> _Provided text_:
►
Soundtrack album by Johnny Cash
- Released: April 2, 1973
- Recorded: 1971
- Genre: Gospel
- Label: Columbia
- Producer: Larry Butler

Johnny Cash chronology
| Any Old Wind that Blows (1973) | The Gospel Road: A Story of Jesus (1973) | Johnny Cash and His Woman (1973) |

Singles from The Gospel Road
- "Children" Released: January 26, 1973;

= The Gospel Road =

The Gospel Road: A Story of Jesus is a double album and the fourth gospel album and 45th overall album by American country singer Johnny Cash, released on CBS Records in 1973. It is the soundtrack to the film of the same name released by Twentieth Century Fox.

The movie and the soundtrack tell the story of the life of Jesus. The album consists primarily of spoken-word recordings taken from the film of Cash describing the action on screen, interspersed with occasional songs, including several that are presented in piecemeal form through the album. Additional vocalists featured on varying tracks include The Carter Family, The Statler Brothers, June Carter Cash (who in the film and on the album portrays Mary Magdalene), Larry Gatlin, Kris Kristofferson, and Rita Coolidge. Songs performed included several that Cash had previously recorded for records such as The Holy Land and Hello, I'm Johnny Cash ("He Turned the Water Into Wine" and "Jesus Was a Carpenter", respectively), along with cover versions of the Larry Gatlin song "Help Me" (which is titled simply "Help" on this release) and "Follow Me" by John Denver. Cash later recorded a full version of "Help Me" which was included on the posthumous album American V: A Hundred Highways under its complete title.

It peaked at No. 12 on the country album charts; the single released from it was "Children" / "Last Supper" (Columbia SP 4-45786, March, 1973). The movie was released on March 31, 1973.

==Track listing==
===Side one===
Running time - 22:36
1. Song: "Praise the Lord" - Johnny Cash (Johnny Cash)
◄
> _Records provided_:
►
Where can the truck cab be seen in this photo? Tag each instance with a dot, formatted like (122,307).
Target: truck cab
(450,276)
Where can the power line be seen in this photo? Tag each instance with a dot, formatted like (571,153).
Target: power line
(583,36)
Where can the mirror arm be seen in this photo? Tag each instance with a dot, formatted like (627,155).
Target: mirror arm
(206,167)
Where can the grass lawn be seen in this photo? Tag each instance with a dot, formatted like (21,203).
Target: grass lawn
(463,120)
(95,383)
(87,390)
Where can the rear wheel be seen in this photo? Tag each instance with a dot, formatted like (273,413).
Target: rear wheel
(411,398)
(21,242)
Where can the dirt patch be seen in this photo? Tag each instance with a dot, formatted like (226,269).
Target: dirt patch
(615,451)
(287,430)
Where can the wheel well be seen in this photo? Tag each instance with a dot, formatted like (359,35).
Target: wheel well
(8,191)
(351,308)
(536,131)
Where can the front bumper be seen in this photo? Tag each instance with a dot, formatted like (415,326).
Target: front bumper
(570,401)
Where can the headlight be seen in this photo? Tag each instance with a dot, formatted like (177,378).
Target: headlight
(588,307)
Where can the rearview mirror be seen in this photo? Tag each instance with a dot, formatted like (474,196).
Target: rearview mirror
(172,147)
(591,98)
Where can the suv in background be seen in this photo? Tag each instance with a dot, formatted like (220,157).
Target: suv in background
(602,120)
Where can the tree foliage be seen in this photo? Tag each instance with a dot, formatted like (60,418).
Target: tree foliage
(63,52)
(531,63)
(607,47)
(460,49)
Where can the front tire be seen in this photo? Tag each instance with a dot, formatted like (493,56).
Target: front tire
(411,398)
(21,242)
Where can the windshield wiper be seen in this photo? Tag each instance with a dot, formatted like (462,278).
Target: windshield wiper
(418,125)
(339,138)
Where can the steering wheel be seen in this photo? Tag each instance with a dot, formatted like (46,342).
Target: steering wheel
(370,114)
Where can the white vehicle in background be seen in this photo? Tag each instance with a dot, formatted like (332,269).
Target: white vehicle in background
◄
> _What you will do_:
a - Return the passage of the Gospel Road album article, unchanged, everything from "Johnny Cash chronology" down to "Twentieth Century Fox.".
b - According to the Gospel Road album article, what position did the album reach on the country album charts?
c - Continue the article on the album The Gospel Road from the point where it stops.

> _Answer set_:
a -
Johnny Cash chronology
| Any Old Wind that Blows (1973) | The Gospel Road: A Story of Jesus (1973) | Johnny Cash and His Woman (1973) |

Singles from The Gospel Road
- "Children" Released: January 26, 1973;

= The Gospel Road =

The Gospel Road: A Story of Jesus is a double album and the fourth gospel album and 45th overall album by American country singer Johnny Cash, released on CBS Records in 1973. It is the soundtrack to the film of the same name released by Twentieth Century Fox.

b - It peaked at No. 12 on the country album charts.

c -
2. Introduction*
3. Song: "Gospel Road (Part 1)" - Johnny Cash (Christopher Wren)
4. Jesus Early Years*
5. Song: "Gospel Road (Part 2)" - Johnny Cash (Christopher Wren)
6. John the Baptist*
7. Baptism Of Jesus*
8. Wilderness Temptation*
9. Follow Me, Jesus*
10. Song: "Gospel Road (Part 3)" - Johnny Cash (Christopher Wren)
11. Jesus Announces His Divinity*
12. Jesus' Opposition is Established*
13. Jesus' First Miracle*
14. Song: "He Turned the Water into Wine (Part 1)" - Johnny Cash (Johnny Cash)
15. State of the Nation*
16. Song: "I See Men as Trees Walking" - Johnny Cash with The Carter Family and The Statler Brothers (Johnny Cash)
17. Song: "Jesus Was a Carpenter" - Johnny Cash (Christopher Wren)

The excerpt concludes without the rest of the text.